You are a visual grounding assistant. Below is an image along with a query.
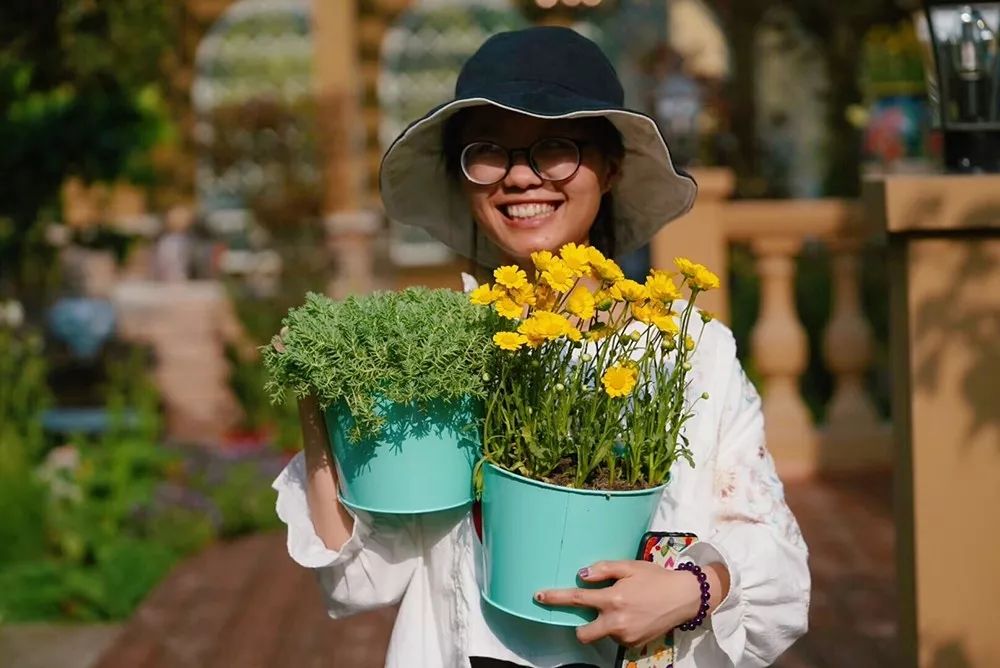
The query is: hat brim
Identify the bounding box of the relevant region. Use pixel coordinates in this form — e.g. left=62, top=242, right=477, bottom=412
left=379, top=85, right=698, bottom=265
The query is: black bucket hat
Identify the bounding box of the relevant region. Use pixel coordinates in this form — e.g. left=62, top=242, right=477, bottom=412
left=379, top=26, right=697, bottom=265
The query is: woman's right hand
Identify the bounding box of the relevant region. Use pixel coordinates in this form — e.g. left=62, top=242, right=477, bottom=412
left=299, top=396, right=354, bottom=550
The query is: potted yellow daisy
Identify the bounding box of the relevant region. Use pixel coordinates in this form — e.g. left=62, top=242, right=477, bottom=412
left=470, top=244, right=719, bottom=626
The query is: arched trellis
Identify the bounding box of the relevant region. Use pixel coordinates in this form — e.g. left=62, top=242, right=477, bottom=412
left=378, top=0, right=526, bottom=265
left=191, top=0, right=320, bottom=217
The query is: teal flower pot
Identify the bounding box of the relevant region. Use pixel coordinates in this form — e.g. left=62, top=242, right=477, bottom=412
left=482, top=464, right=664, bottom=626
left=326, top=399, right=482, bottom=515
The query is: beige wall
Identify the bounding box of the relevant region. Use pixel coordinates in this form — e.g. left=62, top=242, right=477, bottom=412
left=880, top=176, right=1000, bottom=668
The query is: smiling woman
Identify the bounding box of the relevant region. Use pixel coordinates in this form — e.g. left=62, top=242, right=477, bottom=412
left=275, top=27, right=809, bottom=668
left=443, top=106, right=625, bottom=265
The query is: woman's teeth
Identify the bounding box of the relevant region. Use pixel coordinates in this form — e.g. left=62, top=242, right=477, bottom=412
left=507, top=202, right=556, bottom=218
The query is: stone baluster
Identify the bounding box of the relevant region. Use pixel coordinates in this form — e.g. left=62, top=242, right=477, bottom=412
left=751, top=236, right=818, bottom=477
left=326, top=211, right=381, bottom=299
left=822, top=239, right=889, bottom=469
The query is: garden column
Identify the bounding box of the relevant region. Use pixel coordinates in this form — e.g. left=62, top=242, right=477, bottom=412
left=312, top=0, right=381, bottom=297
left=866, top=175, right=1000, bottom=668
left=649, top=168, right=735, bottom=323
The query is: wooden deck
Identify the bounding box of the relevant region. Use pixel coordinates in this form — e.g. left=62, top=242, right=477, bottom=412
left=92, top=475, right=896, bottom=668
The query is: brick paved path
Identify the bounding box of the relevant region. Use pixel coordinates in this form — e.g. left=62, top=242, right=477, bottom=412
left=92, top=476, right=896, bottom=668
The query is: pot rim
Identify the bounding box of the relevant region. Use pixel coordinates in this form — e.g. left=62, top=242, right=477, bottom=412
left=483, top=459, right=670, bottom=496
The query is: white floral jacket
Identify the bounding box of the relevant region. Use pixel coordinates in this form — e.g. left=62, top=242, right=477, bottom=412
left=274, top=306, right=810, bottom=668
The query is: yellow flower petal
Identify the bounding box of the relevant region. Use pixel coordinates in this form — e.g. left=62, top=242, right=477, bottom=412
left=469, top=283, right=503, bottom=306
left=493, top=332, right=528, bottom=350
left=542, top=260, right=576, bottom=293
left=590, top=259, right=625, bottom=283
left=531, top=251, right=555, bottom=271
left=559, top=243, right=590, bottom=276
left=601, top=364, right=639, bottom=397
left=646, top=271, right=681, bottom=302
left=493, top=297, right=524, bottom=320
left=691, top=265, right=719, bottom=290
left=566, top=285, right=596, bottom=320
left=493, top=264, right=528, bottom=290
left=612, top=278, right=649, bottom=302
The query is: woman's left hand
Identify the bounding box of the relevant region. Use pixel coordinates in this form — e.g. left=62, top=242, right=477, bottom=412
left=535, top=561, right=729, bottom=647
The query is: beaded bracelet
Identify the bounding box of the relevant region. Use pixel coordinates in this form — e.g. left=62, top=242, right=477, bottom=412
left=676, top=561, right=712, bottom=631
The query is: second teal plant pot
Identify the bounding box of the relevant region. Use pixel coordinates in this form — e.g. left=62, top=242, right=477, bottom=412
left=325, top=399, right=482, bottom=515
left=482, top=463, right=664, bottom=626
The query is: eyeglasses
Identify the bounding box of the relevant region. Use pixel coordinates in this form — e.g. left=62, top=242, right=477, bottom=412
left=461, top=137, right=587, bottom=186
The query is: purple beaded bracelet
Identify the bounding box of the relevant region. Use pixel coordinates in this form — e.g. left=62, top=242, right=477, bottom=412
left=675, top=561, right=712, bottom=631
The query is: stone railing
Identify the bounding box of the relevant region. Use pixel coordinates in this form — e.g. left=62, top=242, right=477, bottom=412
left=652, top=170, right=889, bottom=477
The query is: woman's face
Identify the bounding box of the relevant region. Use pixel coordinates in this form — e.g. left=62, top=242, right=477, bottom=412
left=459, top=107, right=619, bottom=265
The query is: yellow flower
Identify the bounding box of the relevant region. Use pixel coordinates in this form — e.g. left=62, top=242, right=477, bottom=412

■ **Task details**:
Retype everything in the material word for word, minus pictures.

■ **Answer to this task**:
You are a visual grounding assistant. Below is an image along with a query.
The query is: hat brim
Identify the bounding box of the relevant region. Use pixel coordinates in this form — e.g. left=62, top=242, right=477, bottom=412
left=379, top=85, right=698, bottom=265
The query is: black bucket hat
Identify the bounding box of the relevant region. Use pixel coordinates in this form — e.g. left=62, top=242, right=477, bottom=412
left=379, top=26, right=697, bottom=265
The query is: woman's right hand
Identify the bounding box of the relevant region. Use pixel coordinates in this form — e.g. left=62, top=242, right=477, bottom=412
left=299, top=396, right=354, bottom=550
The query is: potted yellow daisy
Identify the bounding box of the relevant region. Use pixel coordinates in this form — e.g. left=62, top=242, right=477, bottom=412
left=470, top=244, right=719, bottom=626
The query is: arched trellis
Identify the bounding box of the relevant region. Use pixel coordinates in this form — e.g. left=62, top=242, right=477, bottom=412
left=378, top=0, right=526, bottom=265
left=191, top=0, right=320, bottom=217
The query is: teal flower pot
Identify the bounding box of the relevant region. Use pixel coordinates in this form — e.g. left=62, top=242, right=477, bottom=412
left=482, top=464, right=664, bottom=626
left=326, top=399, right=482, bottom=515
The query is: beige wall
Identify the bounding box of the relevant region. Use pixel coordinates in this form — e.g. left=62, top=242, right=477, bottom=412
left=880, top=176, right=1000, bottom=668
The query is: smiling woman
Identify the bounding box of the relevant region. Use pixel coordinates in this form — e.g. left=62, top=242, right=477, bottom=412
left=275, top=27, right=809, bottom=668
left=443, top=106, right=625, bottom=265
The query is: woman's teeth
Identify the bounding box of the relevant region. Use pixel coordinates in this form — e.g. left=62, top=242, right=477, bottom=412
left=507, top=202, right=556, bottom=218
The query is: stone baluster
Identify the bounding box of the relevant region. Use pixel coordinates in this form — e.g. left=62, top=242, right=477, bottom=412
left=751, top=236, right=818, bottom=477
left=326, top=211, right=381, bottom=299
left=822, top=239, right=889, bottom=469
The query is: garden column
Identify the bounding box of the relevant region. Use pixel coordinates in this form — e.g. left=62, top=242, right=477, bottom=412
left=312, top=0, right=381, bottom=297
left=866, top=175, right=1000, bottom=668
left=649, top=168, right=735, bottom=323
The query is: wooden deck
Identify the bounding box of the relevant region. Use pixel coordinates in this form — e.g. left=62, top=242, right=477, bottom=412
left=92, top=475, right=896, bottom=668
The query is: brick paved path
Identify the bounding box of the relevant region. Use pixel coordinates in this form — e.g. left=62, top=242, right=477, bottom=412
left=92, top=476, right=896, bottom=668
The query is: pot rim
Identify the bounding box of the relevant region. Use pixel coordinates in this form — e.g. left=62, top=242, right=477, bottom=412
left=483, top=459, right=670, bottom=496
The query is: white floral jacket
Identify the bounding box of the relevant region. Use pixel coordinates in this form — e.g. left=62, top=242, right=477, bottom=412
left=274, top=306, right=810, bottom=668
The query is: yellow flower petal
Identify the bounding box of the relevant region. Use pixel coordinates in this form — e.g. left=62, top=242, right=477, bottom=412
left=469, top=283, right=503, bottom=306
left=493, top=332, right=528, bottom=350
left=542, top=260, right=576, bottom=293
left=590, top=259, right=625, bottom=283
left=531, top=251, right=555, bottom=271
left=559, top=243, right=590, bottom=276
left=601, top=364, right=639, bottom=397
left=646, top=271, right=681, bottom=302
left=493, top=297, right=524, bottom=320
left=691, top=265, right=719, bottom=290
left=566, top=285, right=596, bottom=320
left=493, top=264, right=528, bottom=290
left=612, top=278, right=649, bottom=302
The query is: woman's left hand
Identify the bounding box of the relevant region. Use pixel coordinates in this form — e.g. left=62, top=242, right=477, bottom=412
left=535, top=561, right=729, bottom=647
The query is: beaded bracelet
Identify the bounding box of the relevant region. Use pixel coordinates in this form — e.g. left=62, top=242, right=477, bottom=412
left=676, top=561, right=712, bottom=631
The query is: second teal plant pot
Identify the bounding box of the relevant region. Use pixel coordinates in this form — e.g. left=62, top=242, right=477, bottom=412
left=325, top=399, right=482, bottom=515
left=482, top=463, right=664, bottom=626
The query is: eyeglasses
Identify the bounding box of the relevant region. Use pixel coordinates in this form — e.g. left=62, top=242, right=477, bottom=412
left=461, top=137, right=587, bottom=186
The query is: purple beaded bracelet
Identify the bounding box of the relevant region. Use pixel coordinates in this form — e.g. left=62, top=242, right=477, bottom=412
left=675, top=561, right=712, bottom=631
The query is: stone railing
Identify the bounding box of the relevant region. Use pixel coordinates in this form — e.g. left=62, top=242, right=477, bottom=412
left=652, top=170, right=889, bottom=477
The query is: woman's face
Identify the bounding box of the relevant region. Use pixel coordinates in this form — e.g. left=62, top=242, right=477, bottom=412
left=459, top=107, right=619, bottom=265
The query is: yellow flower
Identify the bounding box of the relevant region. Use pixel coordinates in this form — e.g. left=62, top=242, right=477, bottom=412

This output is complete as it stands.